Supplied data

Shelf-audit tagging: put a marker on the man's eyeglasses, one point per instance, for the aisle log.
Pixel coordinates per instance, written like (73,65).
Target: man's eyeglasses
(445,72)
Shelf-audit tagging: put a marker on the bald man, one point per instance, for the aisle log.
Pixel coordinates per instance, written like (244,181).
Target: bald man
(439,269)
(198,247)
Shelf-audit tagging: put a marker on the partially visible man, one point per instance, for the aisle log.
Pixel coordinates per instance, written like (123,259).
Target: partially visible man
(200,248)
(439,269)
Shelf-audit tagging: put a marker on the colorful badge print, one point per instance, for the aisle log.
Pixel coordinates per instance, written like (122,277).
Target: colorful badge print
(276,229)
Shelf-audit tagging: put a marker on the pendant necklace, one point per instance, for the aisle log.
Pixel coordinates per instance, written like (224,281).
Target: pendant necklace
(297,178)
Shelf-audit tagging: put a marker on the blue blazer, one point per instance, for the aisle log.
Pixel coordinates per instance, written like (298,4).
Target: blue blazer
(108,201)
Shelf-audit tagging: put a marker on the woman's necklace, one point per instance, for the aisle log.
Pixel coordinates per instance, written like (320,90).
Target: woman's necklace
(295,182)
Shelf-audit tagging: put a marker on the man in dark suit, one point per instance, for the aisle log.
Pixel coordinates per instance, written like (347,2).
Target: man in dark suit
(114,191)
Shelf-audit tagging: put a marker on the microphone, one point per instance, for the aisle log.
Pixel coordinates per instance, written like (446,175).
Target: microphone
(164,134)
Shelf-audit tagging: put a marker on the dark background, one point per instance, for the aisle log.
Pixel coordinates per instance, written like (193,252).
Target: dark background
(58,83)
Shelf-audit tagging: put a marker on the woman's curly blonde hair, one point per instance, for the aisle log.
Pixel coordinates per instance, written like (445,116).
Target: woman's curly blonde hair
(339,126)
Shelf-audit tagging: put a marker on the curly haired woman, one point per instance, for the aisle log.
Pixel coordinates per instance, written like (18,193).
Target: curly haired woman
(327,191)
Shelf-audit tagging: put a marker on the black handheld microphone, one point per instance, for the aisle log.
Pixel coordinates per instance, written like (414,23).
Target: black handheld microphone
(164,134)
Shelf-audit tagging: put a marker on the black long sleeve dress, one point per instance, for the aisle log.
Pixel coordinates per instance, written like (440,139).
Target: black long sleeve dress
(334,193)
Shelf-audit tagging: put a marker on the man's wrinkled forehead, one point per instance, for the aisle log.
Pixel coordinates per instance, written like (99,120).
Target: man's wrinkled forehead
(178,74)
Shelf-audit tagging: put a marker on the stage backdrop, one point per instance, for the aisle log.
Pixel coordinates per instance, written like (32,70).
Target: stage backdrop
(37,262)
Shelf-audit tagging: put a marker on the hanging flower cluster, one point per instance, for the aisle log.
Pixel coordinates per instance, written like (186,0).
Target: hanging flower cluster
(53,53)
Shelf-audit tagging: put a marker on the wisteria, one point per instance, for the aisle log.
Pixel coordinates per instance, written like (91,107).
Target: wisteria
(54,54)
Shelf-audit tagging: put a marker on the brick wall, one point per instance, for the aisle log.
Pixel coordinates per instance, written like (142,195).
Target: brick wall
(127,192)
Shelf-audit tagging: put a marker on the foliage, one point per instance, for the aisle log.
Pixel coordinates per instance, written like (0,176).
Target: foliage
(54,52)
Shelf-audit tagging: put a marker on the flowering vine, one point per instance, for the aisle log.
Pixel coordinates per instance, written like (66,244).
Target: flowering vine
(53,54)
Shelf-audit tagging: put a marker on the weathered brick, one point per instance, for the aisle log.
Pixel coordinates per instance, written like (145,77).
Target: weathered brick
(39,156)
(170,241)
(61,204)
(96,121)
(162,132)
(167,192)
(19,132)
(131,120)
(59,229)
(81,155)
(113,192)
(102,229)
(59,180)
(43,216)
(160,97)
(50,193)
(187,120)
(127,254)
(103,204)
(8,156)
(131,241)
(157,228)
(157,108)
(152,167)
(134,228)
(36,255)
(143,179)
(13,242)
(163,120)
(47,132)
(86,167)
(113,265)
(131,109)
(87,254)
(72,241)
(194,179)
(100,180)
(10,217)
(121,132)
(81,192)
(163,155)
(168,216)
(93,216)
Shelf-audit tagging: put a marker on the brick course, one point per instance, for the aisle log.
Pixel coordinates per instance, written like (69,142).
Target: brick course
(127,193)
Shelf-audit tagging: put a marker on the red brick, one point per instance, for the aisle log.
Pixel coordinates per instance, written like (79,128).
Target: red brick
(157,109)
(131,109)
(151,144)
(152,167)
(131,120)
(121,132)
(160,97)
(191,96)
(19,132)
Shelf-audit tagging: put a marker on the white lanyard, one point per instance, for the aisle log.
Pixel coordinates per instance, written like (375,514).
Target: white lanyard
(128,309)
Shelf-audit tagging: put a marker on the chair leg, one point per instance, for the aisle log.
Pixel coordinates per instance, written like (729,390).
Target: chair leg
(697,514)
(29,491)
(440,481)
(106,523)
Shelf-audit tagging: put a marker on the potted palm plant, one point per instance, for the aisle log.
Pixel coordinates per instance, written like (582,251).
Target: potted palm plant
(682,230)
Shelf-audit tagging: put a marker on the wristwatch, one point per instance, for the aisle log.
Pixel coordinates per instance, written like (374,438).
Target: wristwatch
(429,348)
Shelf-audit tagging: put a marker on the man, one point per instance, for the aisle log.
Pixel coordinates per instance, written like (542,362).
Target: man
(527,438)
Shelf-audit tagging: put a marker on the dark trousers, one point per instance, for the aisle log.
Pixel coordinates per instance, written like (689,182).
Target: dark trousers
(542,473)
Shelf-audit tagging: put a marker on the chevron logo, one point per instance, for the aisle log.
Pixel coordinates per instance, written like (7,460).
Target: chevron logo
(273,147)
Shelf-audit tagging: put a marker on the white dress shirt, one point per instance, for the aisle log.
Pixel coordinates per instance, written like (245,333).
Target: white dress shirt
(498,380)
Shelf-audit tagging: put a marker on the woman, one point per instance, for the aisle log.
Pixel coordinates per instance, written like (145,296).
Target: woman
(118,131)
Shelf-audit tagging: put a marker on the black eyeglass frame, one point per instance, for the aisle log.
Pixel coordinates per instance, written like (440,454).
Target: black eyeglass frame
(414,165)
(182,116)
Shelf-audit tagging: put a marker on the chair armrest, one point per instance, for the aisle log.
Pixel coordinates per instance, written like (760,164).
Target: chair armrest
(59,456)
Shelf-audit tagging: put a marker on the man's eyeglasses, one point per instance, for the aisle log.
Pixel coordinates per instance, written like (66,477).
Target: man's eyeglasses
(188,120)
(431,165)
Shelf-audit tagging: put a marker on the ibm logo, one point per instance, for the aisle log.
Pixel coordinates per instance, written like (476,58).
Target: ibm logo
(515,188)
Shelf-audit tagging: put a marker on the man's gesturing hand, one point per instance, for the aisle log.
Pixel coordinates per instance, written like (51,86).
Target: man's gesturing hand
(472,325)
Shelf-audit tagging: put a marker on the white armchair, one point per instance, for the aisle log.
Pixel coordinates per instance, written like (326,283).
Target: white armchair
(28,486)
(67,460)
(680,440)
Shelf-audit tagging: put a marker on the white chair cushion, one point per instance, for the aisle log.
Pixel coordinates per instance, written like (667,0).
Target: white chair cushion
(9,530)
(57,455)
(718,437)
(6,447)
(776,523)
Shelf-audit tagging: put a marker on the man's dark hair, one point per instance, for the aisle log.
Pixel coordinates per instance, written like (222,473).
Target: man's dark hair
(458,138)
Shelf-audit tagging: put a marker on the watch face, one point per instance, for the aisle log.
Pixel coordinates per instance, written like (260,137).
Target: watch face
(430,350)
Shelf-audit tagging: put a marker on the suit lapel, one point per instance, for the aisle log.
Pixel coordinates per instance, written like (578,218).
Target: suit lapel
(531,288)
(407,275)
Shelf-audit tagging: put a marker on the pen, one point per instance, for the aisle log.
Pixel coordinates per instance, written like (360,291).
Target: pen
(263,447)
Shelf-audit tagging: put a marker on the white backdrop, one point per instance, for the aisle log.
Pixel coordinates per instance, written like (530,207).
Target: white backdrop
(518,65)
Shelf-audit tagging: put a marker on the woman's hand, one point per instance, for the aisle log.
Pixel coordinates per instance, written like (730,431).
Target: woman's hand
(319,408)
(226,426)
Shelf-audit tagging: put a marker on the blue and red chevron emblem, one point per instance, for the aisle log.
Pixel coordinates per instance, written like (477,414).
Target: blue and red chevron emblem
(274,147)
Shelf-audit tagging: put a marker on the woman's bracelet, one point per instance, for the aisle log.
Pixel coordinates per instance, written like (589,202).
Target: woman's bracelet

Work required
Within the material above, output exactly the lines from the one with "Shelf-audit tagging: put a marker on the black long" through the one with "Pixel coordinates per instance, written like (32,70).", end lines included, and nothing besides.

Solution below
Shelf-audit tagging: put a marker on the black long sleeve dress, one point per instance, for the aisle log.
Pixel coordinates per instance, written like (440,139).
Target: black long sleeve dress
(334,193)
Shelf-audit tagging: put a marker on the man's wrinkled forehead, one point per instance, for the aisle log.
Pixel coordinates per instance, written like (99,120).
Target: man's wrinkled forehead
(178,74)
Shelf-audit tagging: put a marker on the stage backdrop, one point per instance, for the aisle log.
Pixel coordinates per instance, written like (32,70).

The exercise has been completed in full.